Dataset rows on where objects appear:
* Start *
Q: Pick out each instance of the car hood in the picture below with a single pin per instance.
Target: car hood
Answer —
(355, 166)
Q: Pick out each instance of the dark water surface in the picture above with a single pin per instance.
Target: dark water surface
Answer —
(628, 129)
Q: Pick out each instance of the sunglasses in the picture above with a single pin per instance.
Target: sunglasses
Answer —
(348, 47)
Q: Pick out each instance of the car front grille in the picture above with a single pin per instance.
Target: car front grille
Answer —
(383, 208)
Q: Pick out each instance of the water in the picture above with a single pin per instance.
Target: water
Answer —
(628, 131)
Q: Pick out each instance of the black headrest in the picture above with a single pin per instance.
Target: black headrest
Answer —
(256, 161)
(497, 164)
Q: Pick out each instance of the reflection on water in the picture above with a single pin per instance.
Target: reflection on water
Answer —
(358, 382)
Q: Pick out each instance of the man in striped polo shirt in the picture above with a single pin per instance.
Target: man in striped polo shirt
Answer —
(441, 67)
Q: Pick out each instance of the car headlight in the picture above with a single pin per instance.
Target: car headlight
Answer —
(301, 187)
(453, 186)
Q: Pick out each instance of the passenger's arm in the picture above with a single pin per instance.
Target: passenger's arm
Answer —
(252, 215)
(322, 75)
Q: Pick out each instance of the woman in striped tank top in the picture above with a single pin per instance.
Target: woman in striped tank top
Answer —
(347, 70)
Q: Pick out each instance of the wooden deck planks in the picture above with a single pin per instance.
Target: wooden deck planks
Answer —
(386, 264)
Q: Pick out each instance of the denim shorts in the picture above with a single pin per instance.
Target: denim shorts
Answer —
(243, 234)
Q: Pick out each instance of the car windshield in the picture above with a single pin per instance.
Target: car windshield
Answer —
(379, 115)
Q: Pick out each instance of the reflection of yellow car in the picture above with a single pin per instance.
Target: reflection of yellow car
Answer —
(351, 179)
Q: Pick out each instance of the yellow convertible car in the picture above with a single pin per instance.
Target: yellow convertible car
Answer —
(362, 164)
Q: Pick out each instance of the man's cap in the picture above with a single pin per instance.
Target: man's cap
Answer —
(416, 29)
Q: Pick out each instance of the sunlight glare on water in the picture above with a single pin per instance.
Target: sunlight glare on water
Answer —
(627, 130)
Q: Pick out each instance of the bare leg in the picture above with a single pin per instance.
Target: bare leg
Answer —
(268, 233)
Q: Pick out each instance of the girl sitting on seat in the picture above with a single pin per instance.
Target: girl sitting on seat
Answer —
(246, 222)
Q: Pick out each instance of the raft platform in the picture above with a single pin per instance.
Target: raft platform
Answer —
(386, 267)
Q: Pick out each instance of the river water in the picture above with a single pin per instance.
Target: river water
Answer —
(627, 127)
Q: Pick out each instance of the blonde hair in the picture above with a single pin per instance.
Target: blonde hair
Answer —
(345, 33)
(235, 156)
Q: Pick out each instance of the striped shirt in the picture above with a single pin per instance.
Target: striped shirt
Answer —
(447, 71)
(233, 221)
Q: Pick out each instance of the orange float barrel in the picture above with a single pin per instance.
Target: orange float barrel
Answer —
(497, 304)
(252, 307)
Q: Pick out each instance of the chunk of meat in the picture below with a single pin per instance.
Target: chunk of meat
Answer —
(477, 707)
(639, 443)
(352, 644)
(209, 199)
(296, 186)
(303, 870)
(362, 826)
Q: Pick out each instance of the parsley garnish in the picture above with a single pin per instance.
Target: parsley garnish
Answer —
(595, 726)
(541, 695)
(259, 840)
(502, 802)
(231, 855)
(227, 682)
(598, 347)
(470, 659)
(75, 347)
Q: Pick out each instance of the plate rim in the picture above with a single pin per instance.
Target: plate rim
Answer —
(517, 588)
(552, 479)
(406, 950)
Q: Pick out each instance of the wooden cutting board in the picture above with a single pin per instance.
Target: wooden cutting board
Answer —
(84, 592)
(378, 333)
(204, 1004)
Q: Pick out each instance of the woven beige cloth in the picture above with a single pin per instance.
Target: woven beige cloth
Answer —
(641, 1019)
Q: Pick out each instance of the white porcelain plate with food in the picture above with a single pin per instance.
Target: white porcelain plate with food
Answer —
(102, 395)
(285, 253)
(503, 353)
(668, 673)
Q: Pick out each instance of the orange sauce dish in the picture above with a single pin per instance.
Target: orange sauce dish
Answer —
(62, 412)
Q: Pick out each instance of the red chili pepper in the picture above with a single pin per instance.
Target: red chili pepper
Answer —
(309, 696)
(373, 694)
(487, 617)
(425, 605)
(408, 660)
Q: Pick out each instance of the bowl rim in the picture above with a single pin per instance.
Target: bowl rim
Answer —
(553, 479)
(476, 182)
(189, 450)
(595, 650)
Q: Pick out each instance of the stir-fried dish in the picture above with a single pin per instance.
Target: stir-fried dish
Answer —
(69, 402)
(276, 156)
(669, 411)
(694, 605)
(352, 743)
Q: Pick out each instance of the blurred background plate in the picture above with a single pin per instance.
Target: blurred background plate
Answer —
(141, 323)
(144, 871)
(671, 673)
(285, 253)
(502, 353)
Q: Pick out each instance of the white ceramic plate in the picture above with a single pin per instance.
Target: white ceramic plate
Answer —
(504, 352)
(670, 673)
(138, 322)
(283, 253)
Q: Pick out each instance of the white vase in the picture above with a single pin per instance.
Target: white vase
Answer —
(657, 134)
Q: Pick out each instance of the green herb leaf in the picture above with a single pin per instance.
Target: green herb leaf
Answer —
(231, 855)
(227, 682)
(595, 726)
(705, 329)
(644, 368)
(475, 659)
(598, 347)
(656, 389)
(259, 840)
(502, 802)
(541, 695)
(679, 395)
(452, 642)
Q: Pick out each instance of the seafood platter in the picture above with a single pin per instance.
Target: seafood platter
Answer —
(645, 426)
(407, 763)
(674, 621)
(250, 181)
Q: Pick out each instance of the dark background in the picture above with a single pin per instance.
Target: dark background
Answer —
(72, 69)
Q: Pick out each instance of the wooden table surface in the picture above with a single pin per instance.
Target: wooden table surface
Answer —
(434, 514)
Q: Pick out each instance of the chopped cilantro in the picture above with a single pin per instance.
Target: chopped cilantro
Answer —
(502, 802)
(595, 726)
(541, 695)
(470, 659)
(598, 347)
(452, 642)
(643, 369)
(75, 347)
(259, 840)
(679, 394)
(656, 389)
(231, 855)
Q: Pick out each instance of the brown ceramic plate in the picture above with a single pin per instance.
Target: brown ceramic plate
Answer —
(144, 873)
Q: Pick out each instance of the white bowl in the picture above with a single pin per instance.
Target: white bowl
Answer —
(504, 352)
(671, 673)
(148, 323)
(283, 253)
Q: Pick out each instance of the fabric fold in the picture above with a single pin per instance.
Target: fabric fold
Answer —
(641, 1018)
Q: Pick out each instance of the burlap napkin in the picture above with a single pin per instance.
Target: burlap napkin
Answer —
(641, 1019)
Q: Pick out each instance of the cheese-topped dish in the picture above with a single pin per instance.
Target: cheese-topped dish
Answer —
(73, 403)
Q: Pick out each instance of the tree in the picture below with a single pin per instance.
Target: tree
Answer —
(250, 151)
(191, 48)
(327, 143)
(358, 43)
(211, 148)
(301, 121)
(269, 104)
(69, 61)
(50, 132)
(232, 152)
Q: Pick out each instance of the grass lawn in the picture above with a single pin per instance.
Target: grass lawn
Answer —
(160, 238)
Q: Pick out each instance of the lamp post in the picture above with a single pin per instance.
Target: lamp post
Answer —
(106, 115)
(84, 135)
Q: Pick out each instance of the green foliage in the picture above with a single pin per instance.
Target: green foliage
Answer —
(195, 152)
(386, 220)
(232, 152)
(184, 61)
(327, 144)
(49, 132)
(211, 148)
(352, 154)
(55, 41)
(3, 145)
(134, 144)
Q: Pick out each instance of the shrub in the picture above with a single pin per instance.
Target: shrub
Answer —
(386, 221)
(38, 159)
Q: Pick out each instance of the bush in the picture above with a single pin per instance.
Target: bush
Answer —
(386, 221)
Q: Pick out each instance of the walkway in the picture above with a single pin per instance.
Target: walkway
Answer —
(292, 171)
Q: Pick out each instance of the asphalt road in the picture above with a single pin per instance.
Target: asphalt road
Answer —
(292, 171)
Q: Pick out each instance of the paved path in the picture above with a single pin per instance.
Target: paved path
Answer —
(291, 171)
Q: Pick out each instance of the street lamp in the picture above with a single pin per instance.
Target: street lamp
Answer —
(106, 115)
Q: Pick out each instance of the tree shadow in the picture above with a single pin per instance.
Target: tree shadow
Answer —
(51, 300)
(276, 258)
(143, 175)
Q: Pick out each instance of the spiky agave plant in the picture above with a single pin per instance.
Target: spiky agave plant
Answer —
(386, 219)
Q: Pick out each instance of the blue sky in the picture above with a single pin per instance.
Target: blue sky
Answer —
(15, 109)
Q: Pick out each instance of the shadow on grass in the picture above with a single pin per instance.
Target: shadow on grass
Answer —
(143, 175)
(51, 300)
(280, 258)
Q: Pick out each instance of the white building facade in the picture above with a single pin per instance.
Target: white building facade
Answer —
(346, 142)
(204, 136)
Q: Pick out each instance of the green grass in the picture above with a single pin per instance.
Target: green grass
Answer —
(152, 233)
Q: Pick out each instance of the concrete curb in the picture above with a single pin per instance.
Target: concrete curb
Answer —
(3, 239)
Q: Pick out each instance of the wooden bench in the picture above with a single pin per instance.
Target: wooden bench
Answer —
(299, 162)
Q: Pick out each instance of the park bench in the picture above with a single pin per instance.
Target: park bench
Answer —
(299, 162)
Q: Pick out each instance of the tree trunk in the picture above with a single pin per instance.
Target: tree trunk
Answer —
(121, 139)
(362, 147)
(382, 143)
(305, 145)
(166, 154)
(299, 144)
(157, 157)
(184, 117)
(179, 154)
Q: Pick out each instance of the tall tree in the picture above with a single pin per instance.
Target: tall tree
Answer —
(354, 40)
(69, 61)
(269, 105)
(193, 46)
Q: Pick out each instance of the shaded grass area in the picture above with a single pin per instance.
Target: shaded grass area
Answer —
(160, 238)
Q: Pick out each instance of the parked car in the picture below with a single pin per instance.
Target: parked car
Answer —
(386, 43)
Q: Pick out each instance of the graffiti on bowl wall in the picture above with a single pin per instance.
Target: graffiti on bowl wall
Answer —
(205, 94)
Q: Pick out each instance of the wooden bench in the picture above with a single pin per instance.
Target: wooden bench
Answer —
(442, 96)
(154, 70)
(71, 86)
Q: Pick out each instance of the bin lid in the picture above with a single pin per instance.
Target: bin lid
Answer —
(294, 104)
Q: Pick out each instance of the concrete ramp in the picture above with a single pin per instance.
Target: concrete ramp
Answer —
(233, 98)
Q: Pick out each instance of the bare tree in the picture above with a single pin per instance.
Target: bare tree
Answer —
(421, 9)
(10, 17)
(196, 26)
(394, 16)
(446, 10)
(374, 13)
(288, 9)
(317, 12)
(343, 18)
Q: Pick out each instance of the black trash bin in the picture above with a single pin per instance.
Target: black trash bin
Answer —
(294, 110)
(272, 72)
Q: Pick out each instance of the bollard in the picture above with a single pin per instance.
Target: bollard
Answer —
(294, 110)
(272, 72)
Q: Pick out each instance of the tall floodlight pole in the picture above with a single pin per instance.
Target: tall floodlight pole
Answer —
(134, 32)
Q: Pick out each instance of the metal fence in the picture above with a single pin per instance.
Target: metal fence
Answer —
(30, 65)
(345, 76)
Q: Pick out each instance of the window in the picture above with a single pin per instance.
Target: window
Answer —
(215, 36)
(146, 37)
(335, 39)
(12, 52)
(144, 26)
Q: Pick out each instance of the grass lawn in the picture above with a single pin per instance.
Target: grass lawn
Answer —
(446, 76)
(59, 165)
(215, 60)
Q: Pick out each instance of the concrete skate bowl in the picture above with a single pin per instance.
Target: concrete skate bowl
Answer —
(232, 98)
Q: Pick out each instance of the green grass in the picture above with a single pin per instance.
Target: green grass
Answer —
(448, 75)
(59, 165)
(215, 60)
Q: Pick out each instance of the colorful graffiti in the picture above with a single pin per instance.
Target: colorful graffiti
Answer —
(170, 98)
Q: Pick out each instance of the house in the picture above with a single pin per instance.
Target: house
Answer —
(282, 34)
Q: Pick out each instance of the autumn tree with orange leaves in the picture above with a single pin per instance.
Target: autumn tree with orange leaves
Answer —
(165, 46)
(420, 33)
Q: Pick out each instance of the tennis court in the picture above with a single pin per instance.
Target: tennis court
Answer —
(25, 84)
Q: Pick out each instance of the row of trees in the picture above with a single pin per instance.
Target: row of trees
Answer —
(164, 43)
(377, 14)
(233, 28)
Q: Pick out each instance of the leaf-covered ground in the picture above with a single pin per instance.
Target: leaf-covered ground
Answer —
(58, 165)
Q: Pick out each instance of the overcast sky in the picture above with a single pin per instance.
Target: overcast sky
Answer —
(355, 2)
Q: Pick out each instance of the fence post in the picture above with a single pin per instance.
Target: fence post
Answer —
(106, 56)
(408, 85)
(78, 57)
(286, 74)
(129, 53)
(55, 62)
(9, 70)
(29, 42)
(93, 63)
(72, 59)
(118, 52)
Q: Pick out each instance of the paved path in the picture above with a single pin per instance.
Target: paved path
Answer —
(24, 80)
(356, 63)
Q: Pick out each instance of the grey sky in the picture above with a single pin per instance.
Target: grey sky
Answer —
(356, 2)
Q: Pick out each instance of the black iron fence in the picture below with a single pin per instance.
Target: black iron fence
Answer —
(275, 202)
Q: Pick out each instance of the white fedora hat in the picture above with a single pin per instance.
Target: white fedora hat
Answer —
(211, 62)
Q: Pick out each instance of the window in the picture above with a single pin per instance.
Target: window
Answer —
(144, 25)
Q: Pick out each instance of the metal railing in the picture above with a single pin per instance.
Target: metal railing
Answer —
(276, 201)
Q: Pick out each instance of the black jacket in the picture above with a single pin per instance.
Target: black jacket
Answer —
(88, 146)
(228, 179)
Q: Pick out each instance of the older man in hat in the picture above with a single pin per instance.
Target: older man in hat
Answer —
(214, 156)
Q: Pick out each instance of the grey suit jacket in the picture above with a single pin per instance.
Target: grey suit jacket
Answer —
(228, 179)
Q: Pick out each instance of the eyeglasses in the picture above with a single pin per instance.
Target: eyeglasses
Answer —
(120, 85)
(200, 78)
* End *
:: WHAT NEEDS TO BE DONE ::
Take the line that contains "Q: Pick out each instance of the leaf-covered" and each line after it down to the last of the records, and retype them exactly; add nothing else.

:: WORKED ANSWER ::
Q: Pick out each instance of the leaf-covered ground in the picture above with a single pin per instance.
Target: leaf-covered ground
Answer —
(58, 165)
Q: Pick out each instance of the overcast sky in the picture above with a single pin per instance.
Target: overcast sky
Answer —
(355, 2)
Q: Pick out each instance of the fence post in the picture above with a single pin per instance.
Target: fence post
Answer —
(106, 56)
(408, 85)
(78, 57)
(286, 74)
(129, 53)
(55, 62)
(9, 70)
(29, 42)
(93, 63)
(72, 59)
(118, 52)
Q: Pick out each instance of the paved path in the picture above with a single pin per instance.
Target: paved path
Answer —
(24, 80)
(356, 63)
Q: Pick out each instance of the grey sky in the picture above with a single pin per instance.
Target: grey sky
Answer —
(356, 2)
Q: Pick out each instance of the black iron fence in the picture below with a single pin per instance.
Target: black iron fence
Answer —
(275, 202)
Q: Pick out each instance of the white fedora hat in the picture above with a single pin per instance.
Target: white fedora hat
Answer —
(211, 62)
Q: Pick out each instance of the window in the picture above with a single pin per instance.
Target: window
Answer —
(144, 25)
Q: Pick out each instance of the metal railing in the picture above with a single pin per instance.
Target: metal railing
Answer —
(276, 201)
Q: Pick out each instance of the black jacket in the picture above with a single pin per instance.
Target: black jacket
Answer —
(88, 146)
(228, 179)
Q: Pick out each instance of the older man in hat in the picture above with a single pin per instance.
Target: older man in hat
Answer —
(214, 156)
Q: Pick out each instance of the grey suit jacket in the picture above with a single pin per instance.
Target: grey suit jacket
Answer —
(228, 179)
Q: Pick out each instance of the eyeglasses in the picture above with a single pin per instance.
Target: eyeglasses
Answer —
(120, 85)
(200, 78)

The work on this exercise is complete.